━━━ Entries
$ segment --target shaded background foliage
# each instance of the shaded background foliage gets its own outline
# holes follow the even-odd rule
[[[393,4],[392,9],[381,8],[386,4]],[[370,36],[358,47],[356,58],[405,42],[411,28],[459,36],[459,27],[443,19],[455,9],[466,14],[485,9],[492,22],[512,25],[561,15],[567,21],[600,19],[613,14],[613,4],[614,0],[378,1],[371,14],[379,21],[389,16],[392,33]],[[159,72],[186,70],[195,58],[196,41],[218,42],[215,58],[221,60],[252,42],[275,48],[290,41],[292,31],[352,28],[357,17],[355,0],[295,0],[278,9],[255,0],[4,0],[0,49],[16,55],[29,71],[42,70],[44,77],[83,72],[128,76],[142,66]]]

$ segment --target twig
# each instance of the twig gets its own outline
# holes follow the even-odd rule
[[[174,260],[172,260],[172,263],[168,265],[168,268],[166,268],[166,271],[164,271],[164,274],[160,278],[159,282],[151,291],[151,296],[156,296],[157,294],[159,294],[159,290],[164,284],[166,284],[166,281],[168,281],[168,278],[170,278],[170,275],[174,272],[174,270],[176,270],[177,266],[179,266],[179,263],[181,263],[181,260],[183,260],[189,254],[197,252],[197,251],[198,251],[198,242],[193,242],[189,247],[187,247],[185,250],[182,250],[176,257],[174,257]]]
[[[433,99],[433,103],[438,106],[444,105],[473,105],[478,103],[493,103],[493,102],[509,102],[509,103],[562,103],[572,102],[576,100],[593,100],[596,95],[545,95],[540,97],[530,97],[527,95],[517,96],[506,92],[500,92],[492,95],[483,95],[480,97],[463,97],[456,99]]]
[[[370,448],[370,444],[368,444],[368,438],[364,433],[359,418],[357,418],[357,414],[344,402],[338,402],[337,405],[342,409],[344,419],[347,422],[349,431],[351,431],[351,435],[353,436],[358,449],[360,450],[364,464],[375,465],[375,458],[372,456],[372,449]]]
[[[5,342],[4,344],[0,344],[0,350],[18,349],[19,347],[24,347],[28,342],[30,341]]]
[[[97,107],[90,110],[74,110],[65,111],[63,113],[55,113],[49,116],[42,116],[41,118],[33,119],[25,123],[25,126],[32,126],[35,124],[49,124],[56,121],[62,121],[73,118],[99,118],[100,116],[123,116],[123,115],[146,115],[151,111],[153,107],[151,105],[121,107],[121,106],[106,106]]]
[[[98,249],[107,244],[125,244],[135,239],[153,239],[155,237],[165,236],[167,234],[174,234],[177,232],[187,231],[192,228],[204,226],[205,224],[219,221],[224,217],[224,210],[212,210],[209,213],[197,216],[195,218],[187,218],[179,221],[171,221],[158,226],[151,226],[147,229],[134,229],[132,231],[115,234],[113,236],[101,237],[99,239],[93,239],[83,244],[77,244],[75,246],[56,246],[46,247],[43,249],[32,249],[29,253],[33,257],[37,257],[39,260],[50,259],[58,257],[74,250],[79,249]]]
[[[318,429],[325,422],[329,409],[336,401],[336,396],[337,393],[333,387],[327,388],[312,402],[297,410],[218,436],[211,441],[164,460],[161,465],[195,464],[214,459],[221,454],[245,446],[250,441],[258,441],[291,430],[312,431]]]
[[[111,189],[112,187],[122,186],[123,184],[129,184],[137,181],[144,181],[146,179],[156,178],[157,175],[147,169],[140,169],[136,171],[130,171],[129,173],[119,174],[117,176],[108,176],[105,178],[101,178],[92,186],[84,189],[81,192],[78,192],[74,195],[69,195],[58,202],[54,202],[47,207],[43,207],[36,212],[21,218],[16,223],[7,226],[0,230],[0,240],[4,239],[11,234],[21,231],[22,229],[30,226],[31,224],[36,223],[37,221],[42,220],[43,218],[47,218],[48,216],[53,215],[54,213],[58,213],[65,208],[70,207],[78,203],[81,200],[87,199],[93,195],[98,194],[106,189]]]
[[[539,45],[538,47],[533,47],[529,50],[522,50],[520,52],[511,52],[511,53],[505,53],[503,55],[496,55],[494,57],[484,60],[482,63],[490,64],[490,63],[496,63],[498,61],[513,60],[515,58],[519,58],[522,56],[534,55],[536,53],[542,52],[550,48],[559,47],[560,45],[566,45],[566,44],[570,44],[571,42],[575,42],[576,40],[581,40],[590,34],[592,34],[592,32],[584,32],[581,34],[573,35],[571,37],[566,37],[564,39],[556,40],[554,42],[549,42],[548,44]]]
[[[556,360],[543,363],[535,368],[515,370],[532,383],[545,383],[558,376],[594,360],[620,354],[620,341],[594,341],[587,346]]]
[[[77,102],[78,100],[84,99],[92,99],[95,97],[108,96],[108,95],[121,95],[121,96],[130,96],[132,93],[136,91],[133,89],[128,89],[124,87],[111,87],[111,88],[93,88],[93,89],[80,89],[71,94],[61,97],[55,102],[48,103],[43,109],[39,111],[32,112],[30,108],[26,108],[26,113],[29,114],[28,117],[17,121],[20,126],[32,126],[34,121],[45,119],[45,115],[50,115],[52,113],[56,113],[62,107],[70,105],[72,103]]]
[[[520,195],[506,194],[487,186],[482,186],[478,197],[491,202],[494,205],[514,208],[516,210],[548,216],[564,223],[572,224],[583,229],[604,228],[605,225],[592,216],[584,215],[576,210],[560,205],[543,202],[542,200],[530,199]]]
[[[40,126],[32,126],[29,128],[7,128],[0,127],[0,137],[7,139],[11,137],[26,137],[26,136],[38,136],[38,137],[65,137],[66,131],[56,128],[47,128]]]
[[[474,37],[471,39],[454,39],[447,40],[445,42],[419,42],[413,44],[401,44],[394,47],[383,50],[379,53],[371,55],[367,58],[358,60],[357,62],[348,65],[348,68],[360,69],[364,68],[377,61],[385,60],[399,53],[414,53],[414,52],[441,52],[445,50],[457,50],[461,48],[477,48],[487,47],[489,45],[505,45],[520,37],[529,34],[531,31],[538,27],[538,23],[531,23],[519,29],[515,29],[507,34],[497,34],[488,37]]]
━━━━━━
• _Task details_:
Pull out each line of the material that contains the word "background".

• _Response for this exercise_:
$ segment --target shaded background foliage
# each instance of the shaded background foliage gets its own outline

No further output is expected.